Exercise set:
A - Reproduce the text on scanning a potential energy surface from "The potential energy" up to and including "extremely hard problem.".
B - Take the text on scanning a potential energy surface further, picking up right after its last sentence.

Text under study:
________________________

I am not very familiar with scanning a PES for a bulk structure, and I'd be very appreciative for some suggestions.
The potential energy surface (PES) is a 3N-dimensional function for a bulk system containing N atoms (in reality 3N-3 to account for the trivial translational degrees of freedom). For a bulk structure, N typically represents the number of atoms in a simualtion cell with periodic boundary conditions, which is of the order of $10^2$-$10^3$, so the function is of very high dimension. The number $10^2$-$10^3$ comes from a typical DFT calculation; if you use cheaper methods (e.g. force fields) then that number can be larger, or if the method is more expensive (e.g. quantum chemistry) then the number is somewhat smaller. In any case, you are sampling a high dimensional function, which is an extremely hard problem.
So what can be done to scan this potential energy surface? These are a few options:
- Phonon calculations. A (meta)stable bulk structure sits at a local minimum of the PES. A phonon calculation determines the Hessian around this minimum, that is, the curvature of the PES around the minimum. Phonon calculations are relatively straight-forward to perform (say at the DFT level), and typically provide very useful information about the low-energy part of the PES. This is useful for calculating thermodynamic properties of a crystal at relatively low temperatures (when atoms do not move very far away from the minimum). One can explore a little further away by including terms beyond the second derivative in the expansion about the minimum (referred to as anharmonic terms), but these still essentially give a local view of the PES around the minimum.

________________________

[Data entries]
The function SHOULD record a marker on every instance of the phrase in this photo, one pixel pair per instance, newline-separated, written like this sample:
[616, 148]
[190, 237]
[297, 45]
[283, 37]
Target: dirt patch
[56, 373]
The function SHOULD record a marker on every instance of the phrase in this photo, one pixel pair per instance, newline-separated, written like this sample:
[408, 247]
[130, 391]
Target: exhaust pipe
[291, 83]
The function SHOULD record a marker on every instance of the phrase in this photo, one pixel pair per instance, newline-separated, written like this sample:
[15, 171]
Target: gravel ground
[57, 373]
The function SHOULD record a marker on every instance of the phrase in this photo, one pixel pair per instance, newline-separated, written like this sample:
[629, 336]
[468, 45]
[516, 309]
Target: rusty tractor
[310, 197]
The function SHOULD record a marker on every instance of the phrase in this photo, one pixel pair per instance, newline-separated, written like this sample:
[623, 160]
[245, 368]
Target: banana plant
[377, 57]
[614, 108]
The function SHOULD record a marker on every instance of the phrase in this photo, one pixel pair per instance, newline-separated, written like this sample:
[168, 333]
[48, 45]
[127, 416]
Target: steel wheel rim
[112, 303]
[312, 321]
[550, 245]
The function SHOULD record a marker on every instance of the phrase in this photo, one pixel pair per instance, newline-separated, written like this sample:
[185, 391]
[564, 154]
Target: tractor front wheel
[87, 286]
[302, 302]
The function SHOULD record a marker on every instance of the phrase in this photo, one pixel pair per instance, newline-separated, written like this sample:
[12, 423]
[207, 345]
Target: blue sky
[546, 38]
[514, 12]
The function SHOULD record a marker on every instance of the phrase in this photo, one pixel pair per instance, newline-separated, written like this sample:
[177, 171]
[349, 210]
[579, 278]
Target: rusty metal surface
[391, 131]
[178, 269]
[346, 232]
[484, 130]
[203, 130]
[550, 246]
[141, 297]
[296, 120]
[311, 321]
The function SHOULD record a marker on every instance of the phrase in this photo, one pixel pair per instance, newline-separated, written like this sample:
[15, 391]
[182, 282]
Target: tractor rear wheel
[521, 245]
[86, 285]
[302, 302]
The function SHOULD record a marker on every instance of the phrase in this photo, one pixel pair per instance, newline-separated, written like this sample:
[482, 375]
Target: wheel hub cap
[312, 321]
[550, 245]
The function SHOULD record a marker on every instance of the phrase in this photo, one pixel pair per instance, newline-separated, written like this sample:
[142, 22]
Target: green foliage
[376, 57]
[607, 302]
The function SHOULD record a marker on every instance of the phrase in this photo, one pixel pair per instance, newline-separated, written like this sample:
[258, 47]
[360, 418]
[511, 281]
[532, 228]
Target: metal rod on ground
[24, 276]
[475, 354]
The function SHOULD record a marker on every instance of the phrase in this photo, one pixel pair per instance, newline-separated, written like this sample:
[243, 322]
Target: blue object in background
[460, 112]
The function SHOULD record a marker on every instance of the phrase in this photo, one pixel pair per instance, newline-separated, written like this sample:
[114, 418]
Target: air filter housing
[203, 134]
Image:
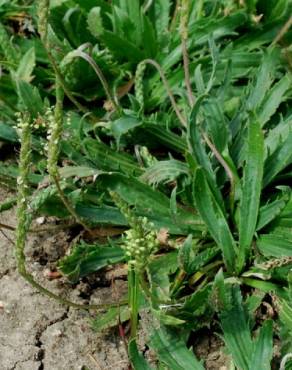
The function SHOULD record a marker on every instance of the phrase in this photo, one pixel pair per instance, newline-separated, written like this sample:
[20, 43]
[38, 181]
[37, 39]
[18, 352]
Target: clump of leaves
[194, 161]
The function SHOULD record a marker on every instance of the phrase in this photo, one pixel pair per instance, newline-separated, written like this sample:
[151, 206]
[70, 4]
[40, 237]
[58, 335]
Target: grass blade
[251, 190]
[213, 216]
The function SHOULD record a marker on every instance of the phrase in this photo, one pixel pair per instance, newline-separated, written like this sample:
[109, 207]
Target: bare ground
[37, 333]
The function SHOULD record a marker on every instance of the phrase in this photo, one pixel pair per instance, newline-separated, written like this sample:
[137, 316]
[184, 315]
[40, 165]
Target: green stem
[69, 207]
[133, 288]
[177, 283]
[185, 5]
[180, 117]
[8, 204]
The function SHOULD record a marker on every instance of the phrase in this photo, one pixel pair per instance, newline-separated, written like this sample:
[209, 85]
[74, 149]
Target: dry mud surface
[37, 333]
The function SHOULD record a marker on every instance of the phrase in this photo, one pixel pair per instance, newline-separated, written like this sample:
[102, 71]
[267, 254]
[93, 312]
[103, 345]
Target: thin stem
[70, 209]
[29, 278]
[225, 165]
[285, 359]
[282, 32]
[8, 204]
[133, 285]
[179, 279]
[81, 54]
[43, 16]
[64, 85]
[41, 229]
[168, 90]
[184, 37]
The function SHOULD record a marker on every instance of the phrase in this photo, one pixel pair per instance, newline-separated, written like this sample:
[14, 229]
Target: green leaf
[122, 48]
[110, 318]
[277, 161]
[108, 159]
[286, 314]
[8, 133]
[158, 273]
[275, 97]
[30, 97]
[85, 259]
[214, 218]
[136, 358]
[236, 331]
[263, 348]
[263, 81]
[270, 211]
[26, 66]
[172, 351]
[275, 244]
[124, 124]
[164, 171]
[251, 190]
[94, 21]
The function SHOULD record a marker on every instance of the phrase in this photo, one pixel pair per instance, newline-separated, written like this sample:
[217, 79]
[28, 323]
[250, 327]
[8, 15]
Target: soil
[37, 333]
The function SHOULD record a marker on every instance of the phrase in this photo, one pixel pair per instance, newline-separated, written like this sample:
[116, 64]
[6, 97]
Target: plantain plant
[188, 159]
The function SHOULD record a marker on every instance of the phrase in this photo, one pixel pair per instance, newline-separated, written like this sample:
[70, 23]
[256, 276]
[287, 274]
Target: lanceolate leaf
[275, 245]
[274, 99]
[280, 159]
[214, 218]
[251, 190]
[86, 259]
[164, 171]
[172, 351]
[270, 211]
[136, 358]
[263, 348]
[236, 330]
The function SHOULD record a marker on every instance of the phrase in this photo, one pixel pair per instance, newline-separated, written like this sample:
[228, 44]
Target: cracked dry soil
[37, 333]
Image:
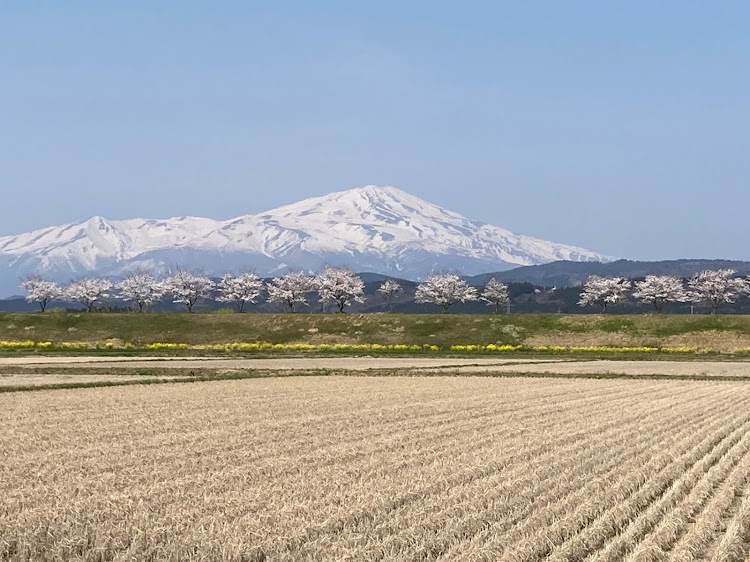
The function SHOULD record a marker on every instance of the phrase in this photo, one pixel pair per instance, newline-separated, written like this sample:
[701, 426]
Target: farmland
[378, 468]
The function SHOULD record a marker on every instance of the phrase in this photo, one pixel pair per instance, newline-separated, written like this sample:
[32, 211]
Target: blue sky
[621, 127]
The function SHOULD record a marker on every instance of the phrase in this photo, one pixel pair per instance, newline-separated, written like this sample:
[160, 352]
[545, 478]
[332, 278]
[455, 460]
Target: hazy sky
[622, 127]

________________________

Answers for each item:
A -
The potential energy surface (PES) is a 3N-dimensional function for a bulk system containing N atoms (in reality 3N-3 to account for the trivial translational degrees of freedom). For a bulk structure, N typically represents the number of atoms in a simualtion cell with periodic boundary conditions, which is of the order of $10^2$-$10^3$, so the function is of very high dimension. The number $10^2$-$10^3$ comes from a typical DFT calculation; if you use cheaper methods (e.g. force fields) then that number can be larger, or if the method is more expensive (e.g. quantum chemistry) then the number is somewhat smaller. In any case, you are sampling a high dimensional function, which is an extremely hard problem.

B -
- Transition states. Considering two structures associated with two nearby minima in the PES, it is possible to locate the minimum energy path between the two. This path goes through a saddle point of the PES, which is called a transition state. A well-known technique to find this is the nudged elastic band method, which requires knowledge of the two minima and calculates the saddle point. Another method that can allow one to "jump" from one minimum to another nearby minimum is molecular dynamics. These methods still provide a local view of the PES, but they explore it in a wider region than a phonon calculation would.
- Structure prediction. If you want a more uniform sampling of the PES, then you are entering the realm of structure prediction. These methods try to explore as many minima as possible of the potential energy surface. The basic idea is to generate structures at random (corresponding to arbitrary points in the PES) and then relax them to the local minimum. Repeating this many times allows you to explore basins around different minima of the PES. There are different methods that allow you to do this, which differ by how they generate the "next" structure (e.g. stochastic, genetic, particle swarm algorithms). These methods provide a global view of the potential energy surface, but lack in detail, so, for example, would have to be complemented with phonon calculations to explore the important low-energy region of a material at low temperatures.
David Wales has a book on some of this, you can find more details in his website.